## Exercise description
Rewrite the records from the line that contains "Target: dense forest" through the line that contains "Target: small snow-covered sapling", keeping every line, and shift each point coordinate in the answers up by 53. Leave the pictures out.

## Dataset entries

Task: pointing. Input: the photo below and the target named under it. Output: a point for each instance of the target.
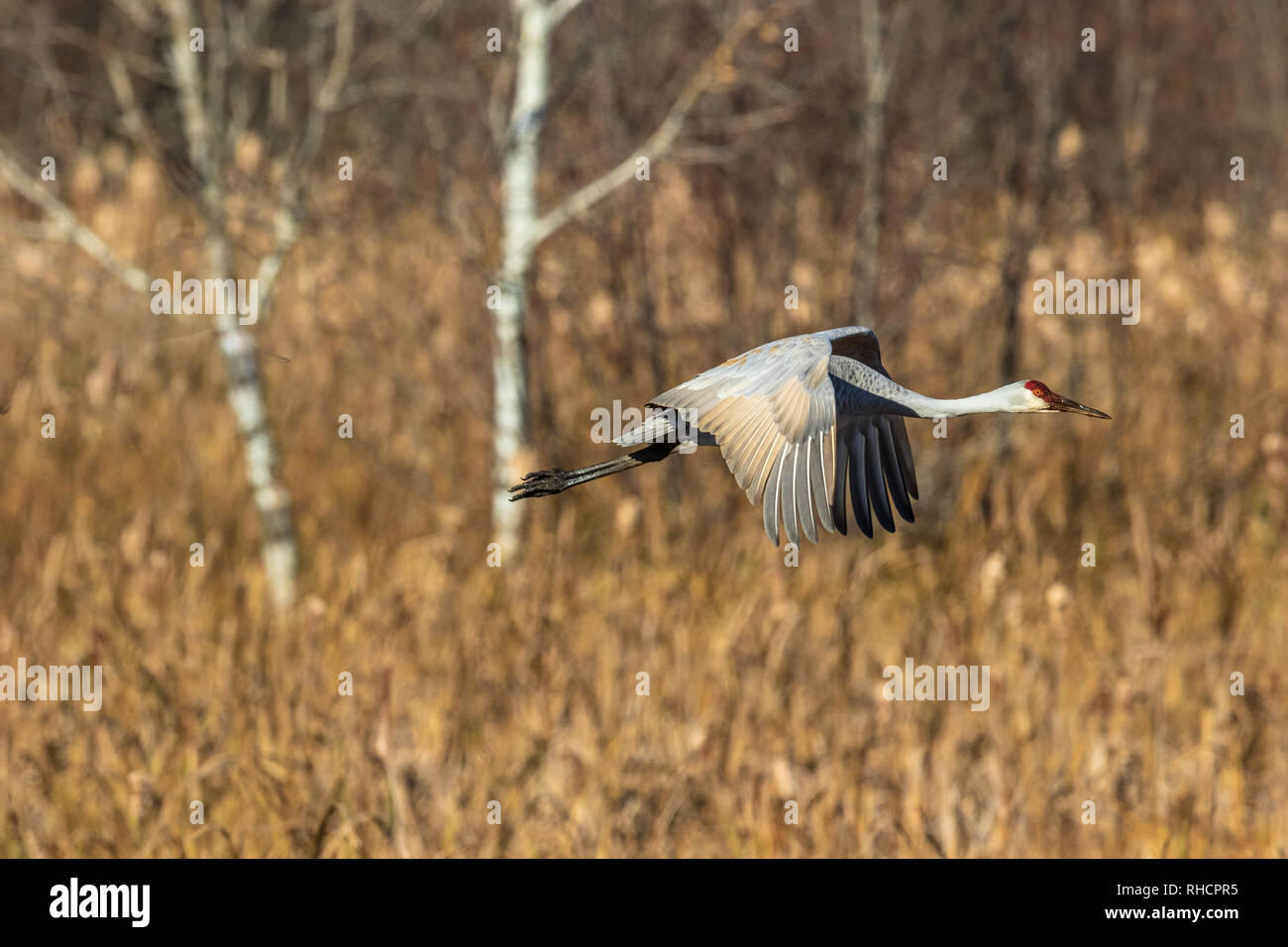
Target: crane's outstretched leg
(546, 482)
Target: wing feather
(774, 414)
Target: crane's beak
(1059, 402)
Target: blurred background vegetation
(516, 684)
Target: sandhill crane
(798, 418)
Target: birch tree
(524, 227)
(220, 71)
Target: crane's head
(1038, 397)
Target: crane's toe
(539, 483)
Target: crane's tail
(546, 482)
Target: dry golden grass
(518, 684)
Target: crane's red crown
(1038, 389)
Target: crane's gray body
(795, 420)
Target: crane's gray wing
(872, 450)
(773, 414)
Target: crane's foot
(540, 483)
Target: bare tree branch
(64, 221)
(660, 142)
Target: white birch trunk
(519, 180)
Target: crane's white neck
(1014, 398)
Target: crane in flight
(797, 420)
--
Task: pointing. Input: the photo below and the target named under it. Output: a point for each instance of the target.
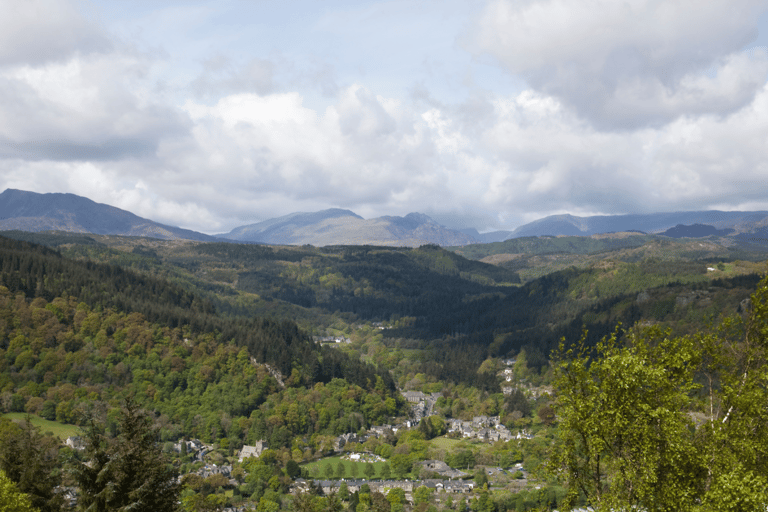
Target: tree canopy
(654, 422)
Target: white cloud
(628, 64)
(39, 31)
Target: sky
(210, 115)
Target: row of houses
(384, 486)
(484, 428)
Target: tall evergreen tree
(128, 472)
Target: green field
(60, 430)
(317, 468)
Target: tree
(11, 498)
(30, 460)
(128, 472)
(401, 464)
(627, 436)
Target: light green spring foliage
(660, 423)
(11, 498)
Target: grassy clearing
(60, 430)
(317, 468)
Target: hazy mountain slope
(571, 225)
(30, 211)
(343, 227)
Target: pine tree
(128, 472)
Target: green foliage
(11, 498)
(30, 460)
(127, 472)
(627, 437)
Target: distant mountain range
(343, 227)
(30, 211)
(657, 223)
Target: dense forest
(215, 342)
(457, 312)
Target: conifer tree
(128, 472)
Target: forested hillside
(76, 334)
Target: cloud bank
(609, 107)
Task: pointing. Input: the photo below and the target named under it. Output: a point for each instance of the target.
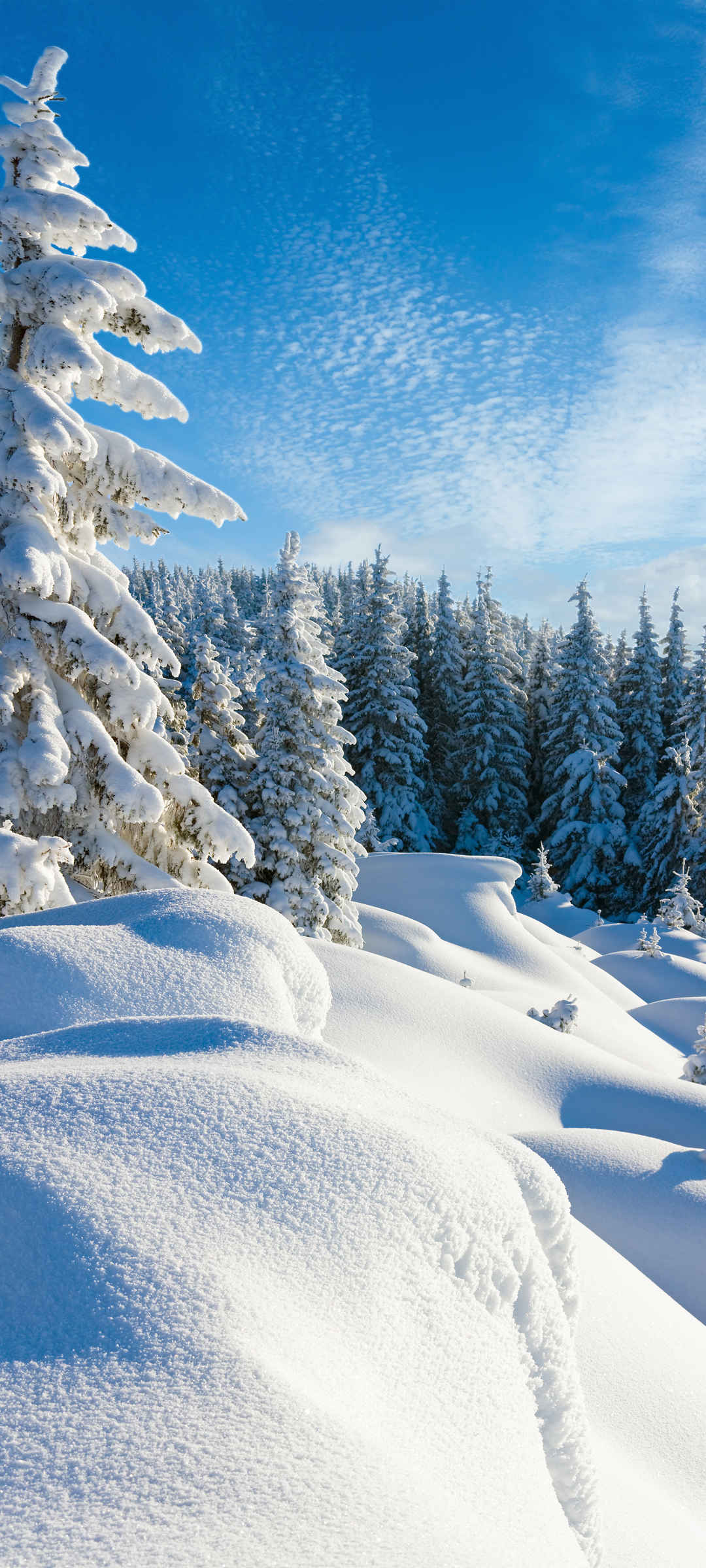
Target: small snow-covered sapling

## Exercise solution
Target: dense forest
(268, 395)
(510, 365)
Target: conifer tree
(181, 525)
Target: forested hillside
(129, 387)
Target: cloud bank
(662, 160)
Task: pointing. Input: the photo below and the target named under it. Output: a point for each instance of the target.
Target: small snow-covered sapling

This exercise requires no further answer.